__Requirement 1__. List every person named in the film festival text.
__Requirement 2__. In the film festival text, begin at the words "Not that you" and stop after "can trump biology.". Write that passage out again, swapping "documentaries" for "nonfiction films".

══ Source text ══

Los Angeles’ oldest-running film festival will unfurl in and around a clutch of vintage venues across Hollywood. Festival headquarters are at the Hollywood Roosevelt Hotel, with screenings and special events converging on Grauman’s Chinese Theatre, the Mann Chinese 6 theatres and the Egyptian Theatre. AFI Fest 2010 will screen 97 films, including 66 features and 31 shorts, chosen from 3,000 submissions across 31 countries. Shorts screened at the Festival are officially eligible for Oscar consideration.
Anthropologist Margaret Mead is rumored to have said, “Always remember that you are absolutely unique…just like everyone else,” and judging by the distinctive stories on offer at the Margaret Mead Film & Video Festival (November 11 to 14, 2010), the programmers indeed remembered.
Not that you won’t find shared themes amidst all that diversity.
Marking its 34th year, the Mead will once again spotlight global documentaries under the auspices of Manhattan’s American Museum of Natural History. According to Artistic and Festival Director Ariella Ben-Dov, many of this year’s selections show communities coalescing around a critical challenge, even one that threatens their way of life.
The Opening night film is Plug & Pray/Von Computern und anderen Menschen, directed by Judith Malek-Mahdavi and Jens Schanze. The film advances Joseph Weizenbaum, a pioneer of artificial intelligence who questions the scientific assumptions that technology can trump biology.
You can find everything in New York City, as the cliché goes, but until now – with the November 3 to 9, 2010 launching of DOC NYC -- it has lacked a major documentary film festival. (The 90s saw DocFest, but it’s been a while.) If Durham, North Carolina can have a Full Frame and if Missoula, Montana can have a Big Sky, surely the greatest city on earth can have a five-day salute to non-fiction cinema.
At least that’s what artistic director Thom Powers and executive director Raphaela Neihausen reasoned when this programming pair decided to expand their weekly IFC Center series, Stranger Than Fiction, into a festival format.

═══
══ Records supplied ══

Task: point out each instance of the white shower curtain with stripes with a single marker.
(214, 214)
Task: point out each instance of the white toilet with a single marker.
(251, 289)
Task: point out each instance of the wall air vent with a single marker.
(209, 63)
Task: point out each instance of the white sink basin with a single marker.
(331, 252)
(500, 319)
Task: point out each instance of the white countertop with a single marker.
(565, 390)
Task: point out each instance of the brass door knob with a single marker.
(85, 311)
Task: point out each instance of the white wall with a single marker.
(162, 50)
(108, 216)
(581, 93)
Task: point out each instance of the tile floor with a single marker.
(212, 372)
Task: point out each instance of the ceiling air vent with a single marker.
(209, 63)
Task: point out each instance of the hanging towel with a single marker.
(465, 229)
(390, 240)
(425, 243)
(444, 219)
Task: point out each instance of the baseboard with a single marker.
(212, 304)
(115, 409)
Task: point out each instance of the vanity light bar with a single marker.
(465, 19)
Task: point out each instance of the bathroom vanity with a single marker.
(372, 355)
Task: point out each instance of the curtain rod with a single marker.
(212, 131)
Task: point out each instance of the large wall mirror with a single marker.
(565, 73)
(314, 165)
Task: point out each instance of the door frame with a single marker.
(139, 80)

═══

__Answer 1__.
Margaret Mead
Ariella Ben-Dov
Judith Malek-Mahdavi
Jens Schanze
Joseph Weizenbaum
Thom Powers
Raphaela Neihausen

__Answer 2__.
Not that you won’t find shared themes amidst all that diversity.
Marking its 34th year, the Mead will once again spotlight global nonfiction films under the auspices of Manhattan’s American Museum of Natural History. According to Artistic and Festival Director Ariella Ben-Dov, many of this year’s selections show communities coalescing around a critical challenge, even one that threatens their way of life.
The Opening night film is Plug & Pray/Von Computern und anderen Menschen, directed by Judith Malek-Mahdavi and Jens Schanze. The film advances Joseph Weizenbaum, a pioneer of artificial intelligence who questions the scientific assumptions that technology can trump biology.